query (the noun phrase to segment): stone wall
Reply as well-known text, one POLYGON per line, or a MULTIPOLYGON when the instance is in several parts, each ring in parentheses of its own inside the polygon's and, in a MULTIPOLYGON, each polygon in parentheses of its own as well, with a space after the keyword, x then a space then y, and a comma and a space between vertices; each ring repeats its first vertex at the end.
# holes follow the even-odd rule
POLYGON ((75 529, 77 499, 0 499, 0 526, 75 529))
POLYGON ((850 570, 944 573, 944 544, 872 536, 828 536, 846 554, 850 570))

## Aim
Copy every line of the records above word for word, without changing anything.

## Response below
query (the noun phrase to segment): stone wall
Reply as well-known text, one POLYGON per line, or a MULTIPOLYGON when the instance is in several parts, each ring in parentheses of its own inside the polygon's and, in a MULTIPOLYGON, each polygon in parentheses of its own as well, with a space after the keyword, x then a space then y, and a comma and a space between vertices; each ring repeats its first vertex at the end.
# holes follow the even-odd rule
POLYGON ((75 529, 77 499, 0 499, 0 526, 75 529))
POLYGON ((850 570, 944 573, 944 544, 872 536, 828 536, 846 554, 850 570))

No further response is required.